Copy every line of the items, requests included, beginning at the line that contains "Confirm that each instance of the overcast" and continuing through the end of the items. Shift each answer coordinate up by 150.

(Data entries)
----
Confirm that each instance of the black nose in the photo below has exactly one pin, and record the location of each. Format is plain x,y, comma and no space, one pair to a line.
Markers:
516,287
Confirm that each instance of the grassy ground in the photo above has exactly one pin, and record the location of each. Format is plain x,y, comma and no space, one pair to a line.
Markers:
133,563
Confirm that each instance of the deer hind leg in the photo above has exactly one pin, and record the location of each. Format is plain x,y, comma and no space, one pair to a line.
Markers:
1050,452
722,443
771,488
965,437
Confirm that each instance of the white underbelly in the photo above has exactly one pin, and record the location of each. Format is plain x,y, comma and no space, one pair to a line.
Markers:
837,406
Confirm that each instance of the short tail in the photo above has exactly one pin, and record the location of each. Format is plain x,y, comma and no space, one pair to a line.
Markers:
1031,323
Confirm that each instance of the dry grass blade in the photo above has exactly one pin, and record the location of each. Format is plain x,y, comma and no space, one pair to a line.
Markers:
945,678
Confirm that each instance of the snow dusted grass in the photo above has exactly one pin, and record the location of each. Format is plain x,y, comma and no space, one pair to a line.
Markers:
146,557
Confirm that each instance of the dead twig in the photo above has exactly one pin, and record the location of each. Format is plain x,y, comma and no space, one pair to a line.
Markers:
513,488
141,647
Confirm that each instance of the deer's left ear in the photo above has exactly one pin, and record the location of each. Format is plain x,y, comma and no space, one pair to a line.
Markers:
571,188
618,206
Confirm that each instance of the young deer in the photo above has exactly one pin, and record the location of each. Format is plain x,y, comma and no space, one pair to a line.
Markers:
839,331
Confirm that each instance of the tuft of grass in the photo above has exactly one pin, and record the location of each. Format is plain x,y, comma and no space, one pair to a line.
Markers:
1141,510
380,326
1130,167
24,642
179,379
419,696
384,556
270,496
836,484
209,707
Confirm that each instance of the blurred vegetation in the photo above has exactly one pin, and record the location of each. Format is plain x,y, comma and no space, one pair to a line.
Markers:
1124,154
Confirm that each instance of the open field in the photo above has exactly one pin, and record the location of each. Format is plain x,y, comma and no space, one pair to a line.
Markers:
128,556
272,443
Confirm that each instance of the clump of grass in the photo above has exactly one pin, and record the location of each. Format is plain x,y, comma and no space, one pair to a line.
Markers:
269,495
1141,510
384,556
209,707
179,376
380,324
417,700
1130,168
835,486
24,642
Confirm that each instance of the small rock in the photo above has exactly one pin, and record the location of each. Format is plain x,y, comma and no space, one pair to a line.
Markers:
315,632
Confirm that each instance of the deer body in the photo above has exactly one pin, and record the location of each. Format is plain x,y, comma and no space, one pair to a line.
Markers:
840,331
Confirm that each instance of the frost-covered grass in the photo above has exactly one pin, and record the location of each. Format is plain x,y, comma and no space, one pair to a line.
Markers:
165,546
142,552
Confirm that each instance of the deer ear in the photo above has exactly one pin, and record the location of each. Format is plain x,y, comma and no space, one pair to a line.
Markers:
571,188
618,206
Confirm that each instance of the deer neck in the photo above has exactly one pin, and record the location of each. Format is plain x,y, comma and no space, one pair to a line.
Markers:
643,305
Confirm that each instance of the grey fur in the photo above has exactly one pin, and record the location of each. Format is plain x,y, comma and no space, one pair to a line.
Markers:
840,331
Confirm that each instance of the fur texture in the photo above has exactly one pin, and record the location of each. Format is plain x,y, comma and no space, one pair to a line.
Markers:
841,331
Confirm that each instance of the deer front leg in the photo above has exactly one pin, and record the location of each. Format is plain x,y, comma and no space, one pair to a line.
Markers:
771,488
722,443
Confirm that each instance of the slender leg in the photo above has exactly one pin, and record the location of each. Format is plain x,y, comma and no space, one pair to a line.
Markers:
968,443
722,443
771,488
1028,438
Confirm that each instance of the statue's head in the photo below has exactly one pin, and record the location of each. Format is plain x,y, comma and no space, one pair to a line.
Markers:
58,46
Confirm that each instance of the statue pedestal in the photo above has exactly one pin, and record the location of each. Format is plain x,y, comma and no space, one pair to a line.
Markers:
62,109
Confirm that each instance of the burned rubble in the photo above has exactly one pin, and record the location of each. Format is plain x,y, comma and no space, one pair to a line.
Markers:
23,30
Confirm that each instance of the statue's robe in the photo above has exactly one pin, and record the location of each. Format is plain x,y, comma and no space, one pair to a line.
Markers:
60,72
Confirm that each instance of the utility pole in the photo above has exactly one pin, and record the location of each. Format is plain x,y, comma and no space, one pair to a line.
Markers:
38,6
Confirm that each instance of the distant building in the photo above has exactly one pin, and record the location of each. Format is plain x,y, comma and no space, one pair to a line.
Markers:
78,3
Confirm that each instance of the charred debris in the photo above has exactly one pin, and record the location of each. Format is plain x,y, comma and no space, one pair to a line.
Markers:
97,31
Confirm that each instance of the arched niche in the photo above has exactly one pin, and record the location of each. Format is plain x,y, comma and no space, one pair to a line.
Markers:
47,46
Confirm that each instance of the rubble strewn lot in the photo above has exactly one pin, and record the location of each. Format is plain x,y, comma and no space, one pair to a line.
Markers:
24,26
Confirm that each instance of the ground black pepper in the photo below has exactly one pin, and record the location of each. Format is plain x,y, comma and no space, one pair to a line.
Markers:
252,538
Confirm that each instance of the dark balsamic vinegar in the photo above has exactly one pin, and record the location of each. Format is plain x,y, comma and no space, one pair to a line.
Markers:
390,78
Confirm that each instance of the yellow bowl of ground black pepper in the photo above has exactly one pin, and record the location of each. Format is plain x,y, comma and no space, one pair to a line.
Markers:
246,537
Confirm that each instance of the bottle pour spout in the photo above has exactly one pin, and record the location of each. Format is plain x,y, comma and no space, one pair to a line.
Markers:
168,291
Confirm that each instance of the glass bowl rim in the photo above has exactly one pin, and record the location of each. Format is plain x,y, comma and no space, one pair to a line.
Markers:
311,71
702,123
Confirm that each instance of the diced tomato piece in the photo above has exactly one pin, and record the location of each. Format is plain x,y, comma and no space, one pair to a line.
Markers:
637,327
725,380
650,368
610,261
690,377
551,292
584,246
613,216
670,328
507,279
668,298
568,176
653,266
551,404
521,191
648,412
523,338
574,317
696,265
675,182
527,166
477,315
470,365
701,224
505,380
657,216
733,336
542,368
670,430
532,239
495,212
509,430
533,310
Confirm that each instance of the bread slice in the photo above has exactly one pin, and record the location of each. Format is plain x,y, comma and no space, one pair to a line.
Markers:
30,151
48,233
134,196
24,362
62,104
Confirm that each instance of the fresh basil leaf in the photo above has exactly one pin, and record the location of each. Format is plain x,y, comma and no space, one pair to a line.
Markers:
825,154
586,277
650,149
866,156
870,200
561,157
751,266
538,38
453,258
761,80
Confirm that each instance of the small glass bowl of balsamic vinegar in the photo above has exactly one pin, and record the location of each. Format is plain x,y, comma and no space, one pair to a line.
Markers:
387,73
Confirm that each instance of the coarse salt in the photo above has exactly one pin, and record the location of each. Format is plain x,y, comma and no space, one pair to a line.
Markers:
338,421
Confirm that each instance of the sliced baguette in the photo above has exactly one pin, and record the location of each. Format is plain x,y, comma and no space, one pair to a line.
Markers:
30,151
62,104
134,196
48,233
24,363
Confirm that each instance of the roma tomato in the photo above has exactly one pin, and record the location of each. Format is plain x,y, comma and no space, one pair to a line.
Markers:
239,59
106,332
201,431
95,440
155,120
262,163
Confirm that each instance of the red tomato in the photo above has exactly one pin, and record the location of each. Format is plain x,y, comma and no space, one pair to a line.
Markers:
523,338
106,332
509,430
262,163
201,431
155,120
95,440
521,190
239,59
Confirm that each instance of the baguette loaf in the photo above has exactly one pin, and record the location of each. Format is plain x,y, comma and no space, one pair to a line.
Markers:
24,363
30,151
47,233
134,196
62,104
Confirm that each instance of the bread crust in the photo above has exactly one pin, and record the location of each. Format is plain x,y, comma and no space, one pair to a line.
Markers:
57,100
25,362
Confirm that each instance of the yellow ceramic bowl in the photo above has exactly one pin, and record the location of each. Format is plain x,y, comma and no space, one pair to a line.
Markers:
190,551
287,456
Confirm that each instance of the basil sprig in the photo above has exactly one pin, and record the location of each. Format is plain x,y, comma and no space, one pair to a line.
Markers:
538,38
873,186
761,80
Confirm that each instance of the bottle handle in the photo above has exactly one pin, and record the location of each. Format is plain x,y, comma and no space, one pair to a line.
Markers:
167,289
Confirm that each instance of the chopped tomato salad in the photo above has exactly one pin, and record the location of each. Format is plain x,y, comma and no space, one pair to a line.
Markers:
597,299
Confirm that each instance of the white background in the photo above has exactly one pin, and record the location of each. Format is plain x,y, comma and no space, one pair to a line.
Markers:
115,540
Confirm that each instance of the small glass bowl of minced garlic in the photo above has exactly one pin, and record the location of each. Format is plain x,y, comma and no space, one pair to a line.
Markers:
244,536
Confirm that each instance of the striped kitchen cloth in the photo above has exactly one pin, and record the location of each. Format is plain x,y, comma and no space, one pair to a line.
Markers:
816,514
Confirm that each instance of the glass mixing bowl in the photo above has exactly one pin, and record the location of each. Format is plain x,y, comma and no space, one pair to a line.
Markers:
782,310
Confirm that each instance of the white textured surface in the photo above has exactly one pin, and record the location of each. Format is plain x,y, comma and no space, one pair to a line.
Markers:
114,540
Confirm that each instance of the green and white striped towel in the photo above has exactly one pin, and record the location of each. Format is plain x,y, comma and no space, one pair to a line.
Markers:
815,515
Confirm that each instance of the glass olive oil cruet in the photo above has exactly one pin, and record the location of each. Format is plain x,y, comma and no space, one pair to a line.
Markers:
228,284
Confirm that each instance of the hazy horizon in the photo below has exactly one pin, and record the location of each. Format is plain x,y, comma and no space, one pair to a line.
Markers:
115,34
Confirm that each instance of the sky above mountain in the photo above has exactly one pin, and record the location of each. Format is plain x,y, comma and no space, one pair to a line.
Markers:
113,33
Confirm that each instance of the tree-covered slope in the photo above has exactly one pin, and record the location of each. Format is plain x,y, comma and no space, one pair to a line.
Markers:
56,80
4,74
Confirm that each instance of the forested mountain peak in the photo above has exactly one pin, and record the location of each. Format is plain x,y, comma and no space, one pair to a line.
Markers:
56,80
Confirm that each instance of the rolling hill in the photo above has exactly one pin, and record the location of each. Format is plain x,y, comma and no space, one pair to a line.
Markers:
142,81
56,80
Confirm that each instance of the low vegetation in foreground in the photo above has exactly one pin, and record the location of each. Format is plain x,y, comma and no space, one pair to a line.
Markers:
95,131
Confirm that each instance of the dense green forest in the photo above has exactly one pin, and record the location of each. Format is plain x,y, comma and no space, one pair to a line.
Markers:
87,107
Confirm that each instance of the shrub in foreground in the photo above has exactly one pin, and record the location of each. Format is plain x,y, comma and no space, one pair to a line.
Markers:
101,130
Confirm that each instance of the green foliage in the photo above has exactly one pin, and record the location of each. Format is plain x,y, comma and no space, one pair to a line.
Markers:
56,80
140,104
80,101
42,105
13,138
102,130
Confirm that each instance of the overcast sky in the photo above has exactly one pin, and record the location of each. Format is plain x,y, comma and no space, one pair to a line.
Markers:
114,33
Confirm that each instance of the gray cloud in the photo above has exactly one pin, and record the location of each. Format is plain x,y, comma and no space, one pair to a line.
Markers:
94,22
----
Exercise answer ::
Confirm that each instance of the overcast sky in the photo above has exactly one pin, and record the location of each. Format is plain x,y, comma and no space, one pair to a line.
Markers:
264,183
Confirm that each instance of the gray cloud in the photo above has exactly one pin, and record the location of each. Format is plain x,y, comma and no space, one pair to a line.
Markers:
244,172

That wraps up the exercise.